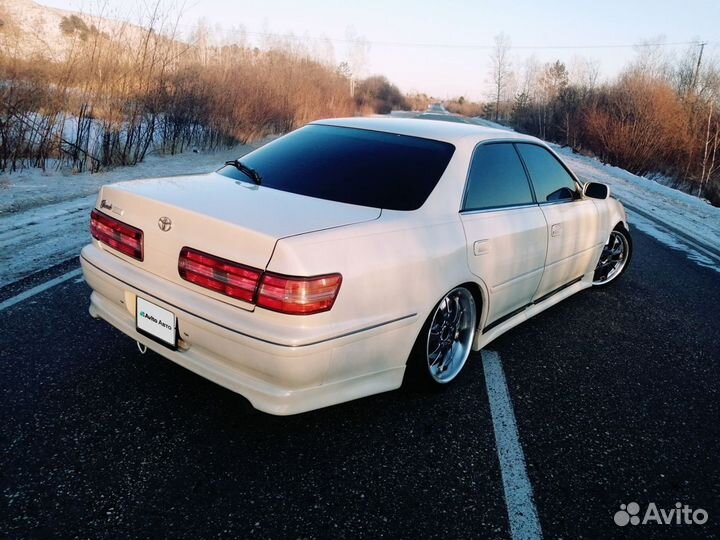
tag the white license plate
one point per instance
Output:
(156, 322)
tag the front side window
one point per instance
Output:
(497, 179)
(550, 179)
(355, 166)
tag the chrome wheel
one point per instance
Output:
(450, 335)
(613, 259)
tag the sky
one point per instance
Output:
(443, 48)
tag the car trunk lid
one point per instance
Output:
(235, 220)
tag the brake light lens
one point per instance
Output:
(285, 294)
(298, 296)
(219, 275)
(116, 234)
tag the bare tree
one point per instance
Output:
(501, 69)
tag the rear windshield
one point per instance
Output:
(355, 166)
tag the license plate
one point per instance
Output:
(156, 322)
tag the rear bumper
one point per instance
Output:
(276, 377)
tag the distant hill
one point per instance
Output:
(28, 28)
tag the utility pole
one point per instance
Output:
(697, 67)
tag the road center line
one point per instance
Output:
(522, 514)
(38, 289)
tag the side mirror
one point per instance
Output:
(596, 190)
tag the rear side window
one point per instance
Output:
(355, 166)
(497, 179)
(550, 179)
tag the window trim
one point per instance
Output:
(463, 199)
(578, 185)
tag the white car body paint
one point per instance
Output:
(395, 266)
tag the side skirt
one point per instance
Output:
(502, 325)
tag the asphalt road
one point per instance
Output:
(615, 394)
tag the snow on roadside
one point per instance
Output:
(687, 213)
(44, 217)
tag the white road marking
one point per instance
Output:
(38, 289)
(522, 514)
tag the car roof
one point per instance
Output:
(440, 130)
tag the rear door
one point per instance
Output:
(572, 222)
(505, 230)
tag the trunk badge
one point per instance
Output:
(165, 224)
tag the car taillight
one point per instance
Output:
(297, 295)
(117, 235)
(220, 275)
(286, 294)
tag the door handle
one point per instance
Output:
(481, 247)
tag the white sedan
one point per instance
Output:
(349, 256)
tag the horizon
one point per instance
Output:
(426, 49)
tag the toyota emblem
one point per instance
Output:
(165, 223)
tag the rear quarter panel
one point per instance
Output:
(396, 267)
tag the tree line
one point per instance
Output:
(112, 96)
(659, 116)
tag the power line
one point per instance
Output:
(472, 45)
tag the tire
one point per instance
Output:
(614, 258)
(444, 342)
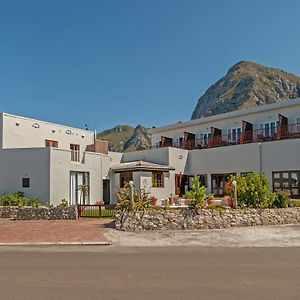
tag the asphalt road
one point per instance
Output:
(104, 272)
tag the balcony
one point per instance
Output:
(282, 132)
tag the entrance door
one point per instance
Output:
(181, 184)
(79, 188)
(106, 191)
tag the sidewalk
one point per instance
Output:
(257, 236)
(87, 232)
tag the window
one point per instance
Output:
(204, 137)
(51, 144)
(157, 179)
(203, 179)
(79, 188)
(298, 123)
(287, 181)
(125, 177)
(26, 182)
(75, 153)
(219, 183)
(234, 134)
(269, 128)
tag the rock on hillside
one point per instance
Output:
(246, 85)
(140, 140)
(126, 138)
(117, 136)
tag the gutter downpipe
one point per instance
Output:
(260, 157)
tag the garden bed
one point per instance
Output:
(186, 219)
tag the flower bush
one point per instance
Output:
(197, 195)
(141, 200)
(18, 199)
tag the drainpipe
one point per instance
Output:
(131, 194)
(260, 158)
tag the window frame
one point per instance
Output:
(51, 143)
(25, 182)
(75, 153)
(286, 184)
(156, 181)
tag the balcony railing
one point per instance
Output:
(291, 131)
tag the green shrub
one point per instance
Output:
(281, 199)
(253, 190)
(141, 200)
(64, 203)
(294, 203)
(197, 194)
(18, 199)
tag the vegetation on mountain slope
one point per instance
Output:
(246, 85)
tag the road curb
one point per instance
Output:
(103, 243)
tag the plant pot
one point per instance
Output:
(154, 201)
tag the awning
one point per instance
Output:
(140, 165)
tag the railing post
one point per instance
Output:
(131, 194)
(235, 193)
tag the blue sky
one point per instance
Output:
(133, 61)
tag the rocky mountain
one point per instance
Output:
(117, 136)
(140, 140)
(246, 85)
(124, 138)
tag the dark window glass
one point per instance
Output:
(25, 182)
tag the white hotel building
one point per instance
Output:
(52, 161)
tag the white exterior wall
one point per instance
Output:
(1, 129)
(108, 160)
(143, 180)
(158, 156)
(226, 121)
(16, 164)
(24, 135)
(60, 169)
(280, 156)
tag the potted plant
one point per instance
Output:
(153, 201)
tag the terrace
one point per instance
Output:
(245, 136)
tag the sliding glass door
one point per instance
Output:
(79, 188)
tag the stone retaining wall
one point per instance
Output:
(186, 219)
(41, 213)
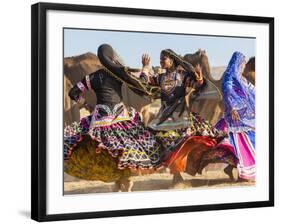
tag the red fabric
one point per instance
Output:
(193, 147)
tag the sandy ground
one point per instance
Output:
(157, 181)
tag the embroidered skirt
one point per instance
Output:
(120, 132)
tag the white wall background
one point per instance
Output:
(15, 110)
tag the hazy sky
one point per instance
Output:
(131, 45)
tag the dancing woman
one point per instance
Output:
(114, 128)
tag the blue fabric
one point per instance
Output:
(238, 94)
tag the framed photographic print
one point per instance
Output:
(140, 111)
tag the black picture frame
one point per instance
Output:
---------------
### [Aim of the exercise]
Find the lines above that hold "window", then copy each of them.

### [Exercise response]
tag the front side window
tag the rear side window
tag the window trim
tag the window
tag the window frame
tag the dark window glass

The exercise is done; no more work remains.